* Your objective:
Search the records for the word "below" and report each line that has it.

——

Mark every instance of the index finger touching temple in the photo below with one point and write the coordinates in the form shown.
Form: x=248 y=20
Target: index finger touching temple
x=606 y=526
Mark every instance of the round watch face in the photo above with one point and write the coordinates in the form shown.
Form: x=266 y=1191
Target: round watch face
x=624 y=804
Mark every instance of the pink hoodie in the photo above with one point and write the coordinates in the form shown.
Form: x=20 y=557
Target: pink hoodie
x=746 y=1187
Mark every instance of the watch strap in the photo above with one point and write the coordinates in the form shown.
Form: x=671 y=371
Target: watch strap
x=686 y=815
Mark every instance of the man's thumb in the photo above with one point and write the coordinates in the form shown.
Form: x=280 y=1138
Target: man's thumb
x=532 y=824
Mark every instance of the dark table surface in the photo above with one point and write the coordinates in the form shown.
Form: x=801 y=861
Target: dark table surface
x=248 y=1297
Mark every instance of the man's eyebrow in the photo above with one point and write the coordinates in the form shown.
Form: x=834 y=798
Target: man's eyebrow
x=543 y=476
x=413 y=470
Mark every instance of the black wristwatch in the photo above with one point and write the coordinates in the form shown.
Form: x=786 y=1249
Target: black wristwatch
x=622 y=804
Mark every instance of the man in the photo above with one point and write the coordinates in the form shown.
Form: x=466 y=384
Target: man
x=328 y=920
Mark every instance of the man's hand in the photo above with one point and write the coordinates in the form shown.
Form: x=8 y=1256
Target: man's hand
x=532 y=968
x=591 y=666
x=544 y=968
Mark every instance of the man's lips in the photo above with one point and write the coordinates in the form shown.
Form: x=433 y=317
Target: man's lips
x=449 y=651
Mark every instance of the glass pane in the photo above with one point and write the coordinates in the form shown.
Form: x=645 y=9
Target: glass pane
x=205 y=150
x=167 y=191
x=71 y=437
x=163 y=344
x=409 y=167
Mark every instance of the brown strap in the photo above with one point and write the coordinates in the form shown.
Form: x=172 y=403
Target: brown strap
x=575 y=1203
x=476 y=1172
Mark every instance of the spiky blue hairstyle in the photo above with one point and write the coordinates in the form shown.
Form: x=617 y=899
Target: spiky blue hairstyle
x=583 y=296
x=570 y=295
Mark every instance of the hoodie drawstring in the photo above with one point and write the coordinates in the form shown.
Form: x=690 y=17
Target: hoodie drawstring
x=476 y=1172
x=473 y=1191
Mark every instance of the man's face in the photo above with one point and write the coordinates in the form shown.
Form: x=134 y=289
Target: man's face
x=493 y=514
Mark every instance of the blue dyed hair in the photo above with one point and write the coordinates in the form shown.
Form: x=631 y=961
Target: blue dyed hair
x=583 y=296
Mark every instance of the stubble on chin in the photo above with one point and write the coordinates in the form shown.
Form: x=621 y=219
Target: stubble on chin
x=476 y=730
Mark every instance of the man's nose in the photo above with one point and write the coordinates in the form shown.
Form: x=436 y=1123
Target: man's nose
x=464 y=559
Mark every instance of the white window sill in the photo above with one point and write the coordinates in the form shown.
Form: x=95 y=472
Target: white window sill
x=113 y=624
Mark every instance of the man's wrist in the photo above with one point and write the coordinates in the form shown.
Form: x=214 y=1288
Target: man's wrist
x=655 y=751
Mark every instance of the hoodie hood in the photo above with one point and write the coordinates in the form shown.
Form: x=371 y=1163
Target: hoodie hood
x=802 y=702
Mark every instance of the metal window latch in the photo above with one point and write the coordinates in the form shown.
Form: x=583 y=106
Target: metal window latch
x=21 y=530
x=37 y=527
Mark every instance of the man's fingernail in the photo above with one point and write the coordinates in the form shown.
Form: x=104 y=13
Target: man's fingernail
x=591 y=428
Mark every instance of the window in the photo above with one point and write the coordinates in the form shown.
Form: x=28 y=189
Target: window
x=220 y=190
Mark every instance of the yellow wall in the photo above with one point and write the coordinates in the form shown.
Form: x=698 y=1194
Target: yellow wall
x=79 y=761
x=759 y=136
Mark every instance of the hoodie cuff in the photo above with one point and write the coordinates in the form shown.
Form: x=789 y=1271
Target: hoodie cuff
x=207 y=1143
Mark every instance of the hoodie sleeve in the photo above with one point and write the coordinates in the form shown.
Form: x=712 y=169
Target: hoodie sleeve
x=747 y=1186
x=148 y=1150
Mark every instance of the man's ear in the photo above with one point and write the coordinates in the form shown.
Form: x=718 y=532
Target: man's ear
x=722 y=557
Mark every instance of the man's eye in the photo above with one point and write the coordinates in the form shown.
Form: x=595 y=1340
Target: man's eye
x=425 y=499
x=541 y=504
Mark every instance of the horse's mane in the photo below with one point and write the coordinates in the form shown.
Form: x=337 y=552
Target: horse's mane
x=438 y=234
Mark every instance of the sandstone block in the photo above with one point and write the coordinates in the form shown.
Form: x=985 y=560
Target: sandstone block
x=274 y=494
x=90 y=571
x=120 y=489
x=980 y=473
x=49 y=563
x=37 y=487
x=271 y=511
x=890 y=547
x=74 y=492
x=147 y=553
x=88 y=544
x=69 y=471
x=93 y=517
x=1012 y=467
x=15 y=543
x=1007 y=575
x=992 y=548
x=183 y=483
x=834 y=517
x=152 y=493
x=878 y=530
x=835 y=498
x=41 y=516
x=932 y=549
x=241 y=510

——

* Written reply:
Mark every instance of the index finger touching temple in the photo below with one point and write the coordinates in the form shown.
Mark every instance of the horse's mane in the photo below with one point and write the coordinates in the form shown.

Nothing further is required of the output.